#### TEKS BACAAN:
***

Dalam biografi Ibnu Taimiyah, Ibnu Qoyyim berkisah dalam Al-Wabil Ash-Shoyyib bahwa Ibnu
Taimiyah senantiasa berdzikir hingga matahari naik ke pertengahan. Ketika Ibnu Taimiyah ditanya mengapa beliau
melakukan hal itu, beliau berkata, “Ini adalah waktu pagiku, waktu makanku.
Jika aku tidak melakukannya, maka akan jatuh kekuatanku.” Kemudian, kata Ibnu Qoyyim, “Saya pernah melihat
bagaimana Ibnu Taimiyah membela
sunnah, beliau menakjubkan dalam hal menulis, dalam 1 hari beliau mampu menulis
kitab yang ditulis oleh penulis lain dalam waktu 1 pekan, dan juga keistimewaan
beliau dalam hal perangai. Itu semua merupakan pengaruh dari dzikir-dzikir
beliau.” Demikian pula para sahabat dalam Perang badar yang menghadapi lebih
dari 10.000 pasukan .
“Hai orang-orang yang beriman! Jika
kamu bertemu sekelompok pasukan musuh maka tetaplah kamu ditempat itu dan
banyaklah berdzikir supaya kalian menang.” [QS.
Al Anfaal :45]
Wasiat
ke-2 : Menjauhi Dosa dan Maksiat.
- Ibnu
Mas’ud rodhiyallohu ‘anhu berkata dalam riwayat Baihaqi, “Saya menyangka seorang laki-laki lupa terhadap ilmunya
karena sebuah dosa yang dia lakukan.”

***

#### TUGAS TERTULIS:
A. Sebutkan semua nama orang yang disebut dalam teks bacaan.
B. Salin kata demi kata bagian teks bacaan dari "Dalam biografi Ibnu" sampai dengan "10.000 pasukan .".

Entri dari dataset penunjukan
***

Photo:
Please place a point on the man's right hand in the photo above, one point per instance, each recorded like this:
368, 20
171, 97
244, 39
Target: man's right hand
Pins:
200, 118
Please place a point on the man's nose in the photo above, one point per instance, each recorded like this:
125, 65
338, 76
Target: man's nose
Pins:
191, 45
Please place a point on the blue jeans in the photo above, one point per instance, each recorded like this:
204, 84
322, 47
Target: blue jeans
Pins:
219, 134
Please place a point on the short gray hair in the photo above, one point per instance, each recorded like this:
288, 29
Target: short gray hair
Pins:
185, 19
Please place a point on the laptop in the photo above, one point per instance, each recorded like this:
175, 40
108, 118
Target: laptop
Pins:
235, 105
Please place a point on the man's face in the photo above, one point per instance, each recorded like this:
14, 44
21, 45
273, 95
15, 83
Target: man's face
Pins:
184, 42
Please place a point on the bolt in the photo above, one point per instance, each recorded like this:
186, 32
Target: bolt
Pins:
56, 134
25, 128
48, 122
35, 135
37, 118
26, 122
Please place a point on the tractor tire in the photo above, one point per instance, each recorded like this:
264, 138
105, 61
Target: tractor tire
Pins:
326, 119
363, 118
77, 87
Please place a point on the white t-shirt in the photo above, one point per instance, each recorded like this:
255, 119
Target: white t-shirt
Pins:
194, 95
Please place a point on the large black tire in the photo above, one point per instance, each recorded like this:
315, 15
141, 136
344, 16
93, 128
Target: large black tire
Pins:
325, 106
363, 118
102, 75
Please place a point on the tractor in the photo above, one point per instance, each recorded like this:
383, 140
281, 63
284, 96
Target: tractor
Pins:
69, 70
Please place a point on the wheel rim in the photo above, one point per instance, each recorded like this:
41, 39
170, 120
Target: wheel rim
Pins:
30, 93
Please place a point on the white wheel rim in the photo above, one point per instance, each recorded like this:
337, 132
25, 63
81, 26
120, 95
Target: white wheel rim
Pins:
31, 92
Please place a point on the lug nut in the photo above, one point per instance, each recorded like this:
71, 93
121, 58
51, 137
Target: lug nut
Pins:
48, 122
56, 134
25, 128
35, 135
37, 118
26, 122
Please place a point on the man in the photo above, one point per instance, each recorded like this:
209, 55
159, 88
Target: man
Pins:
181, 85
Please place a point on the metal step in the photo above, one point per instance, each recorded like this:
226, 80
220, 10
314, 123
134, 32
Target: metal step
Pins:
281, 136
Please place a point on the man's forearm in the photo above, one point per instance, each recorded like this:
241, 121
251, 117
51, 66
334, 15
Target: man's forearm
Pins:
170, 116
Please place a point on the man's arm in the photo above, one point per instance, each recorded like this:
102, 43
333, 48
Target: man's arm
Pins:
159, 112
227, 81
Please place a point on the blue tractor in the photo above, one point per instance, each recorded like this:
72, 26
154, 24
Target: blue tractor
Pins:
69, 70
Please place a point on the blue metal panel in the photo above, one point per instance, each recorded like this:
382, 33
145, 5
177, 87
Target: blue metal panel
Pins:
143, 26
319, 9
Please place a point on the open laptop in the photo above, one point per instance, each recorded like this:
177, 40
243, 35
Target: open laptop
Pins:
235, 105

***

#### KUNCI JAWABAN:
A. Ibnu Taimiyah, Ibnu Qoyyim, Ibnu Mas'ud, Baihaqi

B.
Dalam biografi Ibnu Taimiyah, Ibnu Qoyyim berkisah dalam Al-Wabil Ash-Shoyyib bahwa Ibnu
Taimiyah senantiasa berdzikir hingga matahari naik ke pertengahan. Ketika Ibnu Taimiyah ditanya mengapa beliau
melakukan hal itu, beliau berkata, “Ini adalah waktu pagiku, waktu makanku.
Jika aku tidak melakukannya, maka akan jatuh kekuatanku.” Kemudian, kata Ibnu Qoyyim, “Saya pernah melihat
bagaimana Ibnu Taimiyah membela
sunnah, beliau menakjubkan dalam hal menulis, dalam 1 hari beliau mampu menulis
kitab yang ditulis oleh penulis lain dalam waktu 1 pekan, dan juga keistimewaan
beliau dalam hal perangai. Itu semua merupakan pengaruh dari dzikir-dzikir
beliau.” Demikian pula para sahabat dalam Perang badar yang menghadapi lebih
dari 10.000 pasukan .